● TASK: Copy out the listing below so that each line matches exactly.

*** Begin section ***

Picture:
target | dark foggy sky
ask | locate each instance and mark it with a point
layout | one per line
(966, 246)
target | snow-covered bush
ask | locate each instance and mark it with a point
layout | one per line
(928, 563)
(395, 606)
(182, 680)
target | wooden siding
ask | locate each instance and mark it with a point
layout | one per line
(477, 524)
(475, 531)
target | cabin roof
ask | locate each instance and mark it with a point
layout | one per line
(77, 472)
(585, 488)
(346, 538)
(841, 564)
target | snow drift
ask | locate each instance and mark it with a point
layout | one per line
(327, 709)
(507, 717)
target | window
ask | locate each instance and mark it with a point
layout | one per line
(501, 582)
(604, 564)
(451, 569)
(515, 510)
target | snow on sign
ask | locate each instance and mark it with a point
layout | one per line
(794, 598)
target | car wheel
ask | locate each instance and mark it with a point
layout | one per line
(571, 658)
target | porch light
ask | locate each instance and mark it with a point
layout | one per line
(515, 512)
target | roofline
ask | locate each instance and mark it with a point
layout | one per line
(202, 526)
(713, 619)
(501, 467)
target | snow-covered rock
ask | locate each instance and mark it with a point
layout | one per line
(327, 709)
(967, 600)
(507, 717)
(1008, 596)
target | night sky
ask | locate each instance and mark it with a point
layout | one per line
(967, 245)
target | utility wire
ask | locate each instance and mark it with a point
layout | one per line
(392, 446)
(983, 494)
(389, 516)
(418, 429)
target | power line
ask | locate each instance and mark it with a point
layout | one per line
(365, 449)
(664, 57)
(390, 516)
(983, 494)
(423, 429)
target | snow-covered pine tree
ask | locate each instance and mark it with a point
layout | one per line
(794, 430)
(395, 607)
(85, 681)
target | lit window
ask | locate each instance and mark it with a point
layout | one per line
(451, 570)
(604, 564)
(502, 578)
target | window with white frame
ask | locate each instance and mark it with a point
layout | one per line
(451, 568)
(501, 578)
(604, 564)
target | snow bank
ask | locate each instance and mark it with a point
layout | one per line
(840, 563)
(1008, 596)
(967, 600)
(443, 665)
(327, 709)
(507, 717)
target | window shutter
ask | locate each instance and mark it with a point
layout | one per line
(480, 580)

*** End section ***

● EXERCISE ANSWER:
Picture:
target | dark foggy sky
ask | locate each instance and mark it with a point
layout | one per line
(966, 246)
target | snow-covered bush
ask | locate each instance and mark it with a point
layout | one per line
(928, 563)
(395, 606)
(182, 680)
target | wooden siding
ask | locate each instance and mark it with a point
layout | one per line
(477, 524)
(475, 531)
target | cabin roof
ask | locate each instance and mark it with a point
layout | one per line
(77, 472)
(585, 488)
(346, 538)
(841, 564)
target | snow drift
ask | locate each instance and mark it with a point
layout | one per line
(327, 709)
(507, 717)
target | window
ask | locate each instance and mark it with a point
layout | one per line
(501, 582)
(604, 564)
(451, 569)
(515, 510)
target | snow on sign
ask | locate each instance and mark it with a point
layout | one per line
(794, 598)
target | car wheel
ask | locate each instance and mark it with a point
layout | one per line
(571, 658)
target | porch light
ask | locate each instance and mark it with a point
layout | one per line
(515, 512)
target | roofline
ask | locate each instance and mark it with a point
layout | one per line
(202, 526)
(713, 619)
(501, 467)
target | snow-covered rock
ask | locate each instance and mark it with a point
layout | one per line
(327, 709)
(967, 600)
(507, 717)
(1008, 596)
target | night sky
ask | locate each instance and mark it with a point
layout | one per line
(967, 245)
target | utility wire
ask | locate each instance and mark it with a point
layout | one per line
(392, 446)
(983, 494)
(389, 516)
(418, 429)
target | power line
ask | locate each instance and mark it with a point
layout | one per line
(365, 449)
(664, 57)
(390, 516)
(983, 494)
(423, 429)
target | snow-covered pine tree
ask | locate each instance and mark it with a point
layout | one per line
(794, 430)
(395, 607)
(85, 681)
target | lit window
ask | locate each instance and mark it with a point
layout | one per line
(451, 570)
(604, 564)
(502, 578)
target | window with white frame
ask | locate each instance and mark it with a point
layout | one per line
(451, 568)
(501, 578)
(604, 564)
target | snow bank
ask | locate each instance and mark it with a point
layout | one per line
(840, 563)
(1008, 596)
(967, 600)
(443, 665)
(327, 709)
(507, 717)
target | window shutter
ask | locate each instance and mark it with a point
layout | one per line
(480, 580)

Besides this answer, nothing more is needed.